### INFORMATION PROVIDED

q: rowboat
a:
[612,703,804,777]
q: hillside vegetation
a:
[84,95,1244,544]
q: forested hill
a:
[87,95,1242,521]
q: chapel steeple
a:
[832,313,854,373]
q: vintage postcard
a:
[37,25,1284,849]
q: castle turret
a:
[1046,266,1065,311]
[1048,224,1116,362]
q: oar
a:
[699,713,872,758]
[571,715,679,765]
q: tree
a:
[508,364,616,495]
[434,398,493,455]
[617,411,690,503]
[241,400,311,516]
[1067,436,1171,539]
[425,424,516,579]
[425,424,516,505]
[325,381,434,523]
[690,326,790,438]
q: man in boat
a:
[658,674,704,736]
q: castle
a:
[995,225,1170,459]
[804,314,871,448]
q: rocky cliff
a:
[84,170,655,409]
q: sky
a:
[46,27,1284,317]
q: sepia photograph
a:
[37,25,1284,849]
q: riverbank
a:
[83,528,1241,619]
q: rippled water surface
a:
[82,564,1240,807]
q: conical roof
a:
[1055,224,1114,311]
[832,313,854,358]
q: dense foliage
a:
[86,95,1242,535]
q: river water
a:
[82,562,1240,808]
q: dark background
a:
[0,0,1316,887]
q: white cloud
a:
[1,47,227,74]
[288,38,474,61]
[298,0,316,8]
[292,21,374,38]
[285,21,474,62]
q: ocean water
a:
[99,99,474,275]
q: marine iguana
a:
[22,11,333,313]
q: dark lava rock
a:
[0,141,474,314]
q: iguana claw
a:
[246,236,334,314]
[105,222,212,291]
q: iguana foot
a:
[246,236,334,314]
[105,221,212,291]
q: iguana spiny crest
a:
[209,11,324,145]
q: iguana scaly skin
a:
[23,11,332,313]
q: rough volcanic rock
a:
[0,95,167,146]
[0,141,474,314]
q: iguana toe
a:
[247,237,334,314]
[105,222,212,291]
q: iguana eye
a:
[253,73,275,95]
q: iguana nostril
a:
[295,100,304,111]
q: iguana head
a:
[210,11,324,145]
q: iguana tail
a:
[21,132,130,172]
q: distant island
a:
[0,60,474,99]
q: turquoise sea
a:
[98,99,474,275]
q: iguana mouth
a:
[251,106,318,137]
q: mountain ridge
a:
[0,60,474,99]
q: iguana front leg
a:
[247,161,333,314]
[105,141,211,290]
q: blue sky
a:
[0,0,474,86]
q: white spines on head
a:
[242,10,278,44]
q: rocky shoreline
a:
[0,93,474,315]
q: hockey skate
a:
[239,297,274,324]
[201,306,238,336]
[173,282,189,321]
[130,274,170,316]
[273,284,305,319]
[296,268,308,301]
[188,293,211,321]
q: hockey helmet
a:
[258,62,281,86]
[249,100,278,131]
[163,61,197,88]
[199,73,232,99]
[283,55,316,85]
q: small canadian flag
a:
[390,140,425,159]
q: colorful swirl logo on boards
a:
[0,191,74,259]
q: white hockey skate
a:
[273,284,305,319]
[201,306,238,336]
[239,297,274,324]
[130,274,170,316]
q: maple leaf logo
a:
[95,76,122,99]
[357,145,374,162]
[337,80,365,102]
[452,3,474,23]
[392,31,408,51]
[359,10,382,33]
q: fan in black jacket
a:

### WHAT IS NEEDED
Copy the entire listing above line for line, without changing a single character.

### ANSWER TO THIS EXERCISE
q: rowboat
a:
[612,703,804,777]
q: hillside vegetation
a:
[84,95,1244,544]
q: forested hill
a:
[87,95,1242,521]
q: chapel steeple
a:
[832,313,854,373]
q: vintage postcard
a:
[37,25,1284,849]
q: castle turret
a:
[1046,266,1065,311]
[1048,224,1116,362]
q: oar
a:
[699,713,872,758]
[571,715,679,765]
q: tree
a:
[508,364,616,495]
[434,398,493,455]
[617,411,690,503]
[241,400,311,516]
[1067,436,1171,539]
[425,424,516,579]
[425,424,516,505]
[325,381,434,523]
[690,326,790,438]
q: man in boat
a:
[658,674,704,736]
q: castle
a:
[995,225,1170,459]
[804,314,871,448]
q: rocky cliff
a:
[84,170,655,409]
q: sky
a:
[46,27,1284,317]
q: sepia photograph
a:
[37,25,1284,849]
q: riverbank
a:
[83,528,1241,619]
q: rippled water surface
a:
[82,564,1240,807]
q: conical roof
a:
[1055,224,1114,311]
[832,313,854,358]
q: dense foliage
a:
[86,95,1242,535]
q: river water
a:
[82,562,1240,808]
q: dark background
a:
[0,0,1316,887]
q: white cloud
a:
[1,47,227,74]
[288,38,474,61]
[298,0,316,8]
[292,21,374,38]
[285,21,474,62]
q: ocean water
a:
[99,99,474,275]
q: marine iguana
a:
[22,11,333,313]
q: dark lava rock
a:
[0,141,474,314]
q: iguana claw
a:
[246,236,334,314]
[105,222,212,291]
q: iguana foot
a:
[246,236,334,314]
[105,221,212,291]
q: iguana spiny crest
a:
[209,11,324,145]
q: iguana scaly skin
a:
[23,11,332,313]
q: rough volcanic rock
a:
[0,95,167,146]
[0,141,474,314]
q: iguana toe
a:
[247,237,334,314]
[105,222,212,291]
q: iguana eye
a:
[253,73,275,95]
q: iguana nostril
a:
[295,100,304,111]
q: iguana head
a:
[210,11,324,145]
q: iguana tail
a:
[21,132,130,172]
q: distant island
a:
[0,60,474,99]
q: turquoise sea
a:
[98,99,474,275]
q: iguana mouth
a:
[251,106,318,137]
q: mountain ridge
a:
[0,60,474,99]
q: iguana front leg
a:
[247,161,333,314]
[105,141,211,290]
q: blue sky
a:
[0,0,474,86]
q: white spines on head
a:
[242,10,278,44]
q: rocky shoreline
a:
[0,93,474,315]
q: hockey skate
a:
[239,297,274,324]
[201,306,238,336]
[173,282,189,321]
[130,274,170,316]
[273,284,305,319]
[296,268,308,301]
[188,293,211,321]
q: hockey helmet
a:
[258,62,281,86]
[249,100,278,131]
[163,61,197,88]
[199,73,232,99]
[283,55,316,85]
q: small canadian flag
a:
[390,140,425,159]
q: colorful swirl logo on boards
a:
[0,191,74,259]
q: white hockey skate
a:
[273,284,305,319]
[201,306,238,336]
[239,297,274,324]
[130,274,170,316]
q: maple leaf logo
a:
[95,76,122,99]
[357,145,374,162]
[337,80,365,102]
[452,3,474,23]
[392,31,408,51]
[359,10,382,33]
q: fan in black jacket
a:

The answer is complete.